▶ **Texte**:
▬▬▬▬▬▬

Un rêve d’Europe, le voyage de Fabian Göranson

Le parti pris du bleu est certainement assumé dans Un rêve d’Europe de Fabian Göranson comme la couleur du drapeau européen. Mais au-delà de cette symbolique, le bleu est une des couleurs les plus complexes mais surtout la couleur la plus aimée dans le monde. Elle fait référence à la mer et au ciel et par extension au voyage, thème de ce roman graphique. Le bleu est aussi lié aux rêves et à la sagesse, nous allons voir vers quelle signification Fabian Göranson a-t-il voulu tendre.

Les routiers se content les histoires rapportées de l’asphalte, bédouins d’une Europe consumériste de leurs caravanes rugissantes.

▬▬▬▬▬▬

▶ **Données fournies**:
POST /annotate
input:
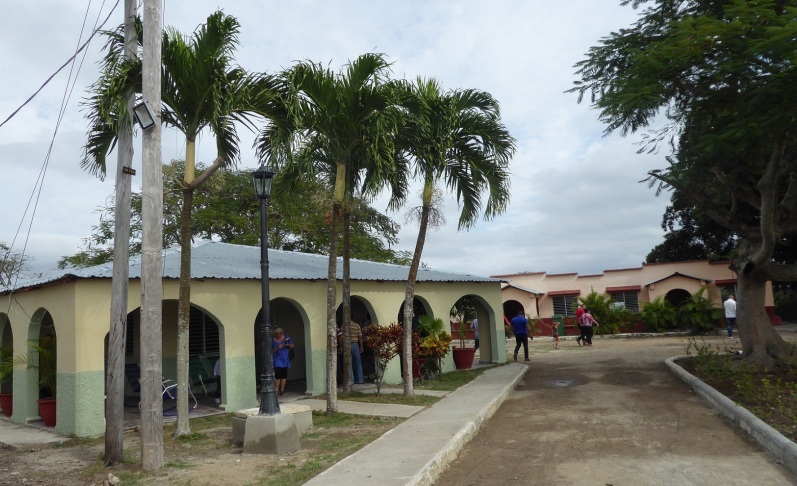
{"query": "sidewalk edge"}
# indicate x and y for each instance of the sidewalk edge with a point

▬▬▬▬▬▬

▶ **Défi**: Recopiez à l’identique le passage du texte sur Un rêve d’Europe situé entre « Le parti pris » et « leurs caravanes rugissantes. », ces deux segments compris. Appuyez-vous uniquement sur le texte.

▶ **Résultat final**:
Le parti pris du bleu est certainement assumé dans Un rêve d’Europe de Fabian Göranson comme la couleur du drapeau européen. Mais au-delà de cette symbolique, le bleu est une des couleurs les plus complexes mais surtout la couleur la plus aimée dans le monde. Elle fait référence à la mer et au ciel et par extension au voyage, thème de ce roman graphique. Le bleu est aussi lié aux rêves et à la sagesse, nous allons voir vers quelle signification Fabian Göranson a-t-il voulu tendre.

Les routiers se content les histoires rapportées de l’asphalte, bédouins d’une Europe consumériste de leurs caravanes rugissantes.